Stored items from a collection
· · · ·
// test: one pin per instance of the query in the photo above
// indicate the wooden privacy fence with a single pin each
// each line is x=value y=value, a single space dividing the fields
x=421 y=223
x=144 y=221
· · · ·
• [Task prompt] None of the lines before the one containing "dividing the fields" belong in the answer; reproduce that line and all later lines of the records exactly.

• [Your response]
// each line is x=value y=value, a single space dividing the fields
x=421 y=223
x=144 y=221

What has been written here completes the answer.